→ Records for this exercise
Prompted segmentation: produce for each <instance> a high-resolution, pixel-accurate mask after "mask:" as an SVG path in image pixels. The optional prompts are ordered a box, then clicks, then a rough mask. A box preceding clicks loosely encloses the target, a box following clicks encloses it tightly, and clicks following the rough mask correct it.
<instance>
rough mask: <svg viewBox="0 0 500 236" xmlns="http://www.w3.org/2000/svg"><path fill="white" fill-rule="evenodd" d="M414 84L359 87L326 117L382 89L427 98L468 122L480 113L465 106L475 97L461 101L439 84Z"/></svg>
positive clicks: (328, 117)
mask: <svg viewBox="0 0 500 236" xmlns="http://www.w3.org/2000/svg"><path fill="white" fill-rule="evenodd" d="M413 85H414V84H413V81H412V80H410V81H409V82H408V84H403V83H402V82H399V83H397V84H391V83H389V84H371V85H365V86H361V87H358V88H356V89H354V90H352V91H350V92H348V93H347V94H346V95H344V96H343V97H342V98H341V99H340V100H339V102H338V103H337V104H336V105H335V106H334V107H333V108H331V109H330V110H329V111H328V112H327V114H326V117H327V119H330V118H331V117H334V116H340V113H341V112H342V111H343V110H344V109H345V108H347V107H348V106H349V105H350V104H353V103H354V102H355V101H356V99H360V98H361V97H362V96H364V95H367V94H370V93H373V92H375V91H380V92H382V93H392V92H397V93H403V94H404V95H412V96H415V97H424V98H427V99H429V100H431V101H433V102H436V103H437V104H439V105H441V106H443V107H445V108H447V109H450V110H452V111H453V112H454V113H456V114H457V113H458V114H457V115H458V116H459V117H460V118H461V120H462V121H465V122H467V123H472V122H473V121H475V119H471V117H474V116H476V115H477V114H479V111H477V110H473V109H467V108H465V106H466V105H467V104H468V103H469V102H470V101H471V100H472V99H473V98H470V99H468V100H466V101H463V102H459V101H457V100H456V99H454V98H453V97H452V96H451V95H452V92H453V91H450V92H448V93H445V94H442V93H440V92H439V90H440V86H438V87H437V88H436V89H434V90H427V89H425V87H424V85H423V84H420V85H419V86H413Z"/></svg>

--

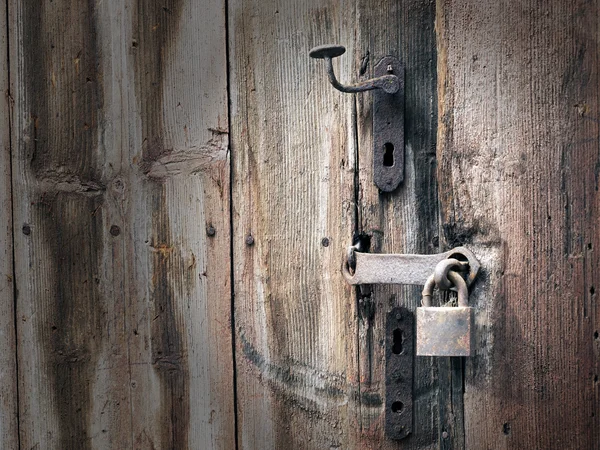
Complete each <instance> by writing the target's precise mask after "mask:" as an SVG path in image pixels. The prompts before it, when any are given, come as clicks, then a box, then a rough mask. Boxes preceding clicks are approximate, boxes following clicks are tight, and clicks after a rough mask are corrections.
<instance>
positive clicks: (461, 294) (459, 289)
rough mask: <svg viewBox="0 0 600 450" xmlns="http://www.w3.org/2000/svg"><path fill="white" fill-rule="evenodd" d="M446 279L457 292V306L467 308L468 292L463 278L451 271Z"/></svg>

→ Work required
From the records above, repeat exactly the lines from the one with "Prompted segmentation: produce" through the one with "84L359 87L326 117L382", both included.

→ Answer box
Prompted segmentation: produce for each <instance> a high-resolution, pixel-accurate mask after "mask:" as an SVG path in image pixels. The optional prompts are ordered a box, then clicks, then a rough mask. A box preceding clicks loosely encloses the target, a box following clicks encloses it tightly, and clicks following the rough mask correct it.
<instance>
rough mask: <svg viewBox="0 0 500 236" xmlns="http://www.w3.org/2000/svg"><path fill="white" fill-rule="evenodd" d="M414 84L359 87L326 117L382 89L427 98L468 122L480 113L465 106L475 97L461 101L439 84Z"/></svg>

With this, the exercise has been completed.